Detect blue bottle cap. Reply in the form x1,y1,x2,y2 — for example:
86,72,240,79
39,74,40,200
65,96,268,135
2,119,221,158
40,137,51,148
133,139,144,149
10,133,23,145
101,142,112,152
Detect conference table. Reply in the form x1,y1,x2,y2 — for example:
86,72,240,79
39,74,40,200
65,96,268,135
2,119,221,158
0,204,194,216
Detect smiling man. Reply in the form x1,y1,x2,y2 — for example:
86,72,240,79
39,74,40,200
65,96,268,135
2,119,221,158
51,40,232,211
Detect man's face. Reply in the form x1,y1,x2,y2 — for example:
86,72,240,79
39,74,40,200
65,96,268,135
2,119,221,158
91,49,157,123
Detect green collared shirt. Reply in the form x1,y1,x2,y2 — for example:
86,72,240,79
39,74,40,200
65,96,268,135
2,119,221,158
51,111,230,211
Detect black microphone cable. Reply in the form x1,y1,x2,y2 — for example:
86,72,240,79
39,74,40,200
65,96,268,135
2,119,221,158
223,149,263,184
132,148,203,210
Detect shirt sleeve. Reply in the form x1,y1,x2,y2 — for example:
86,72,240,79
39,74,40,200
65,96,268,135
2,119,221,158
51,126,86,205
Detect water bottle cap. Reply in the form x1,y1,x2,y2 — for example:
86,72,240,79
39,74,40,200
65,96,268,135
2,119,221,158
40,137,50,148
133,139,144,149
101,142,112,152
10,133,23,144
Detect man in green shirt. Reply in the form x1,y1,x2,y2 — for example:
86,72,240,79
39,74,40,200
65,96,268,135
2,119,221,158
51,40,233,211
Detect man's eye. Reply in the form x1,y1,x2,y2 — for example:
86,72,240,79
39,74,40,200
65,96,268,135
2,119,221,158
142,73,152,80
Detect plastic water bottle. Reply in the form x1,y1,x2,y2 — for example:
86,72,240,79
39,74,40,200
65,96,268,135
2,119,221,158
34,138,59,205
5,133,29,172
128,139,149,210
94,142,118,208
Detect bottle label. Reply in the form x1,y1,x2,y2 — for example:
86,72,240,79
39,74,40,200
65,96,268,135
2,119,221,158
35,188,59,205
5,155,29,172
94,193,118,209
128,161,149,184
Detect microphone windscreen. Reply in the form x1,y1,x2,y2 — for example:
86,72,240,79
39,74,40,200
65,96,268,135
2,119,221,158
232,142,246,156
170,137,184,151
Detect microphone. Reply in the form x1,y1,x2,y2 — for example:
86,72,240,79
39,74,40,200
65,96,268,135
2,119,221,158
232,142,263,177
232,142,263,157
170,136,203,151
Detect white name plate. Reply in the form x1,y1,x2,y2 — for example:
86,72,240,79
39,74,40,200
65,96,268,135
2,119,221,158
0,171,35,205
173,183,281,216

Задача:
Можете повторить все строки выше слово в слово, без единого изменения?

Решение задачи:
Detect blue bottle cap. Reply in the form x1,y1,x2,y2 — for example:
86,72,240,79
39,74,40,200
65,96,268,135
2,119,221,158
40,137,51,148
133,139,144,149
10,133,23,145
101,142,112,152
Detect conference table. Reply in the form x1,y1,x2,y2 — for example:
86,72,240,79
39,74,40,200
65,96,268,135
2,119,221,158
0,204,194,216
Detect smiling man. Reply in the form x1,y1,x2,y2 — for example:
86,72,240,79
39,74,40,200
65,96,268,135
2,119,221,158
51,40,232,211
Detect man's face. Reply in the form x1,y1,x2,y2 — for example:
86,72,240,79
39,74,40,200
65,96,268,135
2,119,221,158
91,49,157,123
Detect green collared shirt. Reply in the form x1,y1,x2,y2 — for example:
86,72,240,79
39,74,40,200
65,96,268,135
2,119,221,158
51,111,230,211
Detect black microphone cable. Reply in the form x1,y1,x2,y2 — for example:
86,72,240,79
39,74,40,200
65,96,268,135
2,119,221,158
223,149,263,184
132,148,203,210
Detect shirt sleeve. Reply in the form x1,y1,x2,y2 — for example:
86,72,240,79
39,74,40,200
65,96,268,135
2,119,221,158
51,126,86,205
Detect water bottle cap. Reply in the form x1,y1,x2,y2 — for example:
86,72,240,79
39,74,40,200
65,96,268,135
2,119,221,158
40,137,50,148
133,139,144,149
101,142,112,152
10,133,23,144
Detect man in green shirt. Reply in the form x1,y1,x2,y2 — for example:
86,72,240,79
39,74,40,200
65,96,268,135
2,119,221,158
51,40,233,211
Detect man's eye. Reply in the form x1,y1,x2,y2 — for example:
86,72,240,79
39,74,40,200
65,96,268,135
2,119,221,158
142,73,152,80
Detect plastic water bottle. Reply in the form x1,y1,x2,y2 — for example:
86,72,240,79
39,74,40,200
65,96,268,135
2,119,221,158
34,138,59,205
5,133,29,172
128,139,149,210
94,142,118,208
Detect bottle label. Reply in the form x1,y1,x2,y2 — for example:
86,72,240,79
39,74,40,200
65,96,268,135
2,119,221,158
35,188,59,205
5,155,29,172
94,193,118,209
128,161,149,184
Detect microphone windscreen. Reply in the form x1,y1,x2,y2 — for example:
86,72,240,79
39,74,40,200
65,96,268,135
2,119,221,158
232,142,246,156
170,137,184,151
Detect microphone. Reply in the form x1,y1,x2,y2 — for example:
86,72,240,79
39,74,40,200
65,96,268,135
2,119,221,158
232,142,263,177
232,142,263,157
170,136,203,151
Detect white name plate. Reply in the form x1,y1,x2,y2 — for example:
86,72,240,79
39,74,40,200
65,96,268,135
2,119,221,158
0,171,35,205
173,183,281,216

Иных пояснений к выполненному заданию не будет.